=== Exercise ===
Can you render the items below as a JSON list of strings, one string per line, with blank lines left out? Begin at the first line of the items and stop after the line that contains "[282,161,317,174]".
____ Materials provided
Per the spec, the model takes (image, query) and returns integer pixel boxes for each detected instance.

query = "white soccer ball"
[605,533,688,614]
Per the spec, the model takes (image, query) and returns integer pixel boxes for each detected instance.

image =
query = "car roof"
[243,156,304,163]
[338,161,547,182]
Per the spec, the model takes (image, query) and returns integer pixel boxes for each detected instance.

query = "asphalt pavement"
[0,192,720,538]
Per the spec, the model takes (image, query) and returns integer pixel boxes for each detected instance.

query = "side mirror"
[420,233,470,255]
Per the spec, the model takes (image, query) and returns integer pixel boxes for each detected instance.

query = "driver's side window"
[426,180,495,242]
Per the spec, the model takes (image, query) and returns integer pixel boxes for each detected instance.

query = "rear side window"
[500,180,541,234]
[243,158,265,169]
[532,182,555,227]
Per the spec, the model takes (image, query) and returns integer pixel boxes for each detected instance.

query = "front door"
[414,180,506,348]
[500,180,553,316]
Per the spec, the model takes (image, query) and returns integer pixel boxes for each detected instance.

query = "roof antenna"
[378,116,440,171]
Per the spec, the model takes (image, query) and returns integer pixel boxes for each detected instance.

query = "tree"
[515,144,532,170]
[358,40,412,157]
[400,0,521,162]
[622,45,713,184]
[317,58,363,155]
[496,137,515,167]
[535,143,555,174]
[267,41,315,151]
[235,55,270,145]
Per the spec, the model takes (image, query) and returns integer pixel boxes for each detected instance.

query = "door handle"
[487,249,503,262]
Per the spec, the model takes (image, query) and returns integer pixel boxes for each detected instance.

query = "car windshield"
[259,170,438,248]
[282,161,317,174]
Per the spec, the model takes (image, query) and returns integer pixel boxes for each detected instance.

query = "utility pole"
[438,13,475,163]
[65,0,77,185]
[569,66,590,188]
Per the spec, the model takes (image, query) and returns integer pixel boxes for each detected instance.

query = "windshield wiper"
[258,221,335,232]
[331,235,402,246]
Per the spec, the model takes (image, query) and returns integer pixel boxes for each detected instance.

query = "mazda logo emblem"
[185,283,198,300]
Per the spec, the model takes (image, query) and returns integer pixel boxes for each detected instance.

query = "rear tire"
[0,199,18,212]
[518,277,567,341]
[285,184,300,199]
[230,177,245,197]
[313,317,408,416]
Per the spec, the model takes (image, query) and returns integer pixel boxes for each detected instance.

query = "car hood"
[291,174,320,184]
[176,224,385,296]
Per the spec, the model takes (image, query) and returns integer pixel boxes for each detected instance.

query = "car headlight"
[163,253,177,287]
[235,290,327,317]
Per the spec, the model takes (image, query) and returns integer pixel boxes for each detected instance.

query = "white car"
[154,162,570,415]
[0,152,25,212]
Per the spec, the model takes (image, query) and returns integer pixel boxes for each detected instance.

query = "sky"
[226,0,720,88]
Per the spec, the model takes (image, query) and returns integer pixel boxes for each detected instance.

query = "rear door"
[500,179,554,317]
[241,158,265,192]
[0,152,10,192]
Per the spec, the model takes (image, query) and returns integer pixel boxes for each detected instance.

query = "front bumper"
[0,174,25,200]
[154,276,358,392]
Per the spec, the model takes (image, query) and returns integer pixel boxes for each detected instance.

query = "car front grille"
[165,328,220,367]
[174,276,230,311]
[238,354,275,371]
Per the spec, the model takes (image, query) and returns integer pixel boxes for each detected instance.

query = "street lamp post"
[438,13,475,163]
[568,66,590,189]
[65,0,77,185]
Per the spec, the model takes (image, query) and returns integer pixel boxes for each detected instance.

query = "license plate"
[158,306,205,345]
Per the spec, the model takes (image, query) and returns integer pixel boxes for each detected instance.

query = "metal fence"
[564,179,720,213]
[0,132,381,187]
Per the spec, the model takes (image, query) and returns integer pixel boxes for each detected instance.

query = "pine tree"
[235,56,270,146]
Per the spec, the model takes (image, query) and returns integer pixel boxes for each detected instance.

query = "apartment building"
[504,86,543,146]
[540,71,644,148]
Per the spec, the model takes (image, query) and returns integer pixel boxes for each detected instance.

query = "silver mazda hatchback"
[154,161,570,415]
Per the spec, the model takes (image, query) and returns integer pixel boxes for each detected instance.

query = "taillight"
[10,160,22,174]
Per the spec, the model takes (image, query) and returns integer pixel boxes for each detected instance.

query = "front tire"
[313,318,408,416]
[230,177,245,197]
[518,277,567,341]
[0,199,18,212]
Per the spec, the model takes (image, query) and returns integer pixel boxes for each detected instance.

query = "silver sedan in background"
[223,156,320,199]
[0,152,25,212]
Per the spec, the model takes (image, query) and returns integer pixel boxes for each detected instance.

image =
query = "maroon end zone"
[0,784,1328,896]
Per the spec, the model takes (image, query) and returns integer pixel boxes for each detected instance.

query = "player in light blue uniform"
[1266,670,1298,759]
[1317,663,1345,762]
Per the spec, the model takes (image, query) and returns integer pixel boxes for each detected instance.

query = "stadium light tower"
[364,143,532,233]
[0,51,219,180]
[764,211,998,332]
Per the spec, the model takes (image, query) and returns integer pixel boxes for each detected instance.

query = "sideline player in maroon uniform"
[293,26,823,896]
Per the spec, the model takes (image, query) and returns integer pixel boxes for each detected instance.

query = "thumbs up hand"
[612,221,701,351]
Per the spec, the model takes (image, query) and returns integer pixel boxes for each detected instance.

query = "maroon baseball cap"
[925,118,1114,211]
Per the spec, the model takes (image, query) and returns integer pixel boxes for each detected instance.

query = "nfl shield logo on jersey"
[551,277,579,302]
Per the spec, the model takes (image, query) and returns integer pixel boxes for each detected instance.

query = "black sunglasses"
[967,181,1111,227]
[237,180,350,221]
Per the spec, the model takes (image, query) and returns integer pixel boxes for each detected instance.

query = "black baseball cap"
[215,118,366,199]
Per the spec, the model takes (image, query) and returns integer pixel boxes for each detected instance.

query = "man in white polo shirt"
________
=== Result ===
[
  "Per the spec, the model takes (image, query) and returns integer pixel boxes for each detected instance.",
  "query = \"white soccer ball\"",
  "[605,533,688,614]",
  "Per the spec, the model takes (image, query) and returns integer pixel boxes for each detected instance.",
  "image =",
  "query = \"car roof\"",
  "[243,156,304,163]",
  "[338,161,547,182]",
  "Per the spec, the model takes (image, query) and returns integer pixel boxes for each detected instance.",
  "query = \"asphalt pavement\"",
  "[0,192,720,538]",
  "Per the spec, the model takes (image, query) and returns integer pixel boxes for each detected instance.",
  "query = \"side mirror\"",
  "[420,233,470,255]",
  "Per the spec, the model takes (image, query) and returns integer pixel boxes for each detected instance.",
  "query = \"driver's side window\"",
  "[426,180,495,242]",
  "Per the spec, the model takes (image, query) and returns integer pixel boxes for each detected instance.",
  "query = \"rear side window\"",
  "[500,180,541,234]",
  "[243,158,265,169]",
  "[532,182,555,227]",
  "Per the spec, the model takes (image, query) and returns integer pixel boxes for each detected instance.",
  "query = \"front door\"",
  "[414,180,506,348]",
  "[500,180,553,316]",
  "Per the spec, the model takes (image, query) and returns integer pixel boxes for each detected instance.",
  "query = \"roof antenna\"",
  "[378,116,440,171]",
  "Per the spec, the model takes (image, query) and returns integer pixel boxes for each detected instance.",
  "query = \"tree\"",
  "[515,144,532,170]",
  "[358,40,412,157]",
  "[400,0,521,162]",
  "[622,45,713,184]",
  "[317,58,363,155]",
  "[496,137,515,167]",
  "[535,143,555,174]",
  "[267,41,315,151]",
  "[235,55,270,145]",
  "Per the spec, the model takes (image, query) and returns integer pixel boxes for each detected instance.",
  "query = \"door handle\"",
  "[487,249,503,262]",
  "Per the spec, the model takes (image, query) and returns integer pixel boxes for each detected instance.",
  "query = \"car windshield\"",
  "[259,170,438,248]",
  "[282,161,317,174]"
]